■ **Extracted information**:

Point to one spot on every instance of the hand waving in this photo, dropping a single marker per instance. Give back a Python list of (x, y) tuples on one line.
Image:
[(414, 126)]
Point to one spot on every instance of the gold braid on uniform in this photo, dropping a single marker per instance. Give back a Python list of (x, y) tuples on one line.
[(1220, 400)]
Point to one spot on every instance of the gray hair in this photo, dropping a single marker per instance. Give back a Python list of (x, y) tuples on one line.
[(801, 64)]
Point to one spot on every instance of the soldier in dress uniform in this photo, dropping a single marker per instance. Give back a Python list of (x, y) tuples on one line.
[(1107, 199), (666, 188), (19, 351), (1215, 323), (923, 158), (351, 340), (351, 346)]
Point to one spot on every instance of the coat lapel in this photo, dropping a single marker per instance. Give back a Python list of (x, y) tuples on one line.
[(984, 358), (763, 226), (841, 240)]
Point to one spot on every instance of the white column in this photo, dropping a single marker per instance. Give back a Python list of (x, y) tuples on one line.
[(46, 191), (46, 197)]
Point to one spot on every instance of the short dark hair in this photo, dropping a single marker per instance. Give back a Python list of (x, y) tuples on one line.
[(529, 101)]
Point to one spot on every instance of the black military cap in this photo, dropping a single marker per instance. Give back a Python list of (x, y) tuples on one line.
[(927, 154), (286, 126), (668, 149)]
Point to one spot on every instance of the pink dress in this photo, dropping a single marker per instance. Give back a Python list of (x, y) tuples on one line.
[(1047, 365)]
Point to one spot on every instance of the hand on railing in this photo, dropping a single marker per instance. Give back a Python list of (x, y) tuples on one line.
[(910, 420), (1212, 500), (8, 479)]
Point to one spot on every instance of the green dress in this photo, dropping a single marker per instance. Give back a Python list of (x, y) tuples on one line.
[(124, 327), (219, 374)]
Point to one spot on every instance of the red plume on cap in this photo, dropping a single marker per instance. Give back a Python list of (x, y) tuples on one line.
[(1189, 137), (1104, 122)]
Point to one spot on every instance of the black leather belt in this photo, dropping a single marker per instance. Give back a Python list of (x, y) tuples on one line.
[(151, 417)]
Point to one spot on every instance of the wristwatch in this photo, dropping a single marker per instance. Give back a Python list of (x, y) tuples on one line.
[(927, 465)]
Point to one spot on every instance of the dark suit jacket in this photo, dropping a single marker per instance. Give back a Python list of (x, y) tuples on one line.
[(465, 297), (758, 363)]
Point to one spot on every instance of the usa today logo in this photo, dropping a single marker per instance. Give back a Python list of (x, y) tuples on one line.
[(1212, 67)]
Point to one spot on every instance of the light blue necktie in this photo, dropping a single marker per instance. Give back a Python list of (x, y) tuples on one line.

■ **Set problem**:
Rewrite every item above with "marker" swapped for "dot", keeping everything else intact.

■ **Reply**:
Point to one spot on every instance of the hand waving in this photo, dropping a single dot per instance. Give back a Python list of (x, y) tuples on one line.
Image:
[(414, 126)]
Point to one spot on every instance of the gold braid on uniform in this photo, dropping a single dot per instance. Give back a Python list of (x, y) tuples on one line.
[(1220, 400)]
Point to one spot on every instance of the gray hair in this photo, dropping a single dot per instance. Give back a Python list of (x, y) tuples on one line.
[(801, 64)]
Point to one spot on every instance of the soldier in dress uniform in this photo, dropping a single dot per instance. Give back a Python list of (x, y) tuples on one line.
[(1107, 199), (666, 188), (19, 351), (1215, 323), (923, 158), (351, 340), (351, 346)]
Point to one spot on every instance of the coat lapel in this photo, dropping a single dot per instance. Give back a Python list of (x, y) tuples on one line.
[(984, 358), (763, 226), (841, 240)]
Point to one spot on every instance of the white column in this photo, dropping a single dot per instance. Give back a Python list of (x, y) tuples on one line.
[(46, 191), (46, 197)]
Point to one spot on every instance of the short dark hair in this photo, dropping a single dot per instance. Give back a Python list of (x, y) tuples on one line.
[(529, 101)]
Point to one spot on every instance of the black military cap in this photo, dropping a single dot per instance. Give back a Python list of (x, y) tuples on one line.
[(927, 154), (286, 126), (668, 149)]
Point to one spot on every instance of the pink dress in this photo, dropping a single dot per instance. Give back a Python list of (x, y) tuples on one line.
[(1047, 365)]
Point to one spot on every instance of the hand on railing in this photo, dropping a single dot per instance. Give back a Python list of (x, y) tuples on one line.
[(910, 420), (1212, 500), (8, 479)]
Point to one spot on every instance of the green dress in this photo, dropping a single dot per instance. Give back a Python list of (x, y) tuples on one line.
[(124, 327), (219, 374)]
Point to one spot on every instance of the red plume on cap in this photo, dropping a single dot per instance. Give back a Python list of (x, y) tuples on one line.
[(1189, 137), (1104, 122)]
Point to one spot on every instance of the black leather belt in this photo, dropping a single dot per instance. Give back a Python list of (x, y) tuples on one line.
[(151, 417)]
Point to one spot on every instance of the wristwatch in this photo, dropping a single dot per instance. Give back a Python list of (x, y) tuples on one line.
[(927, 465)]
Point to one spot on every instance of the dark suit jacket in this photo, dropping a single dot per instance. Give back a Python list of (x, y) tuples on one line.
[(465, 297), (758, 363)]
Point to one spot on every instance of the usa today logo in this photo, dropping a single dot per instance. Give back a Python list of (x, y) tuples on one line.
[(1212, 67)]
Point to one spot on every instance of the light blue necktie in this photo, dropping a single dot per instance. Give back a Python list of (x, y) tuples on one line.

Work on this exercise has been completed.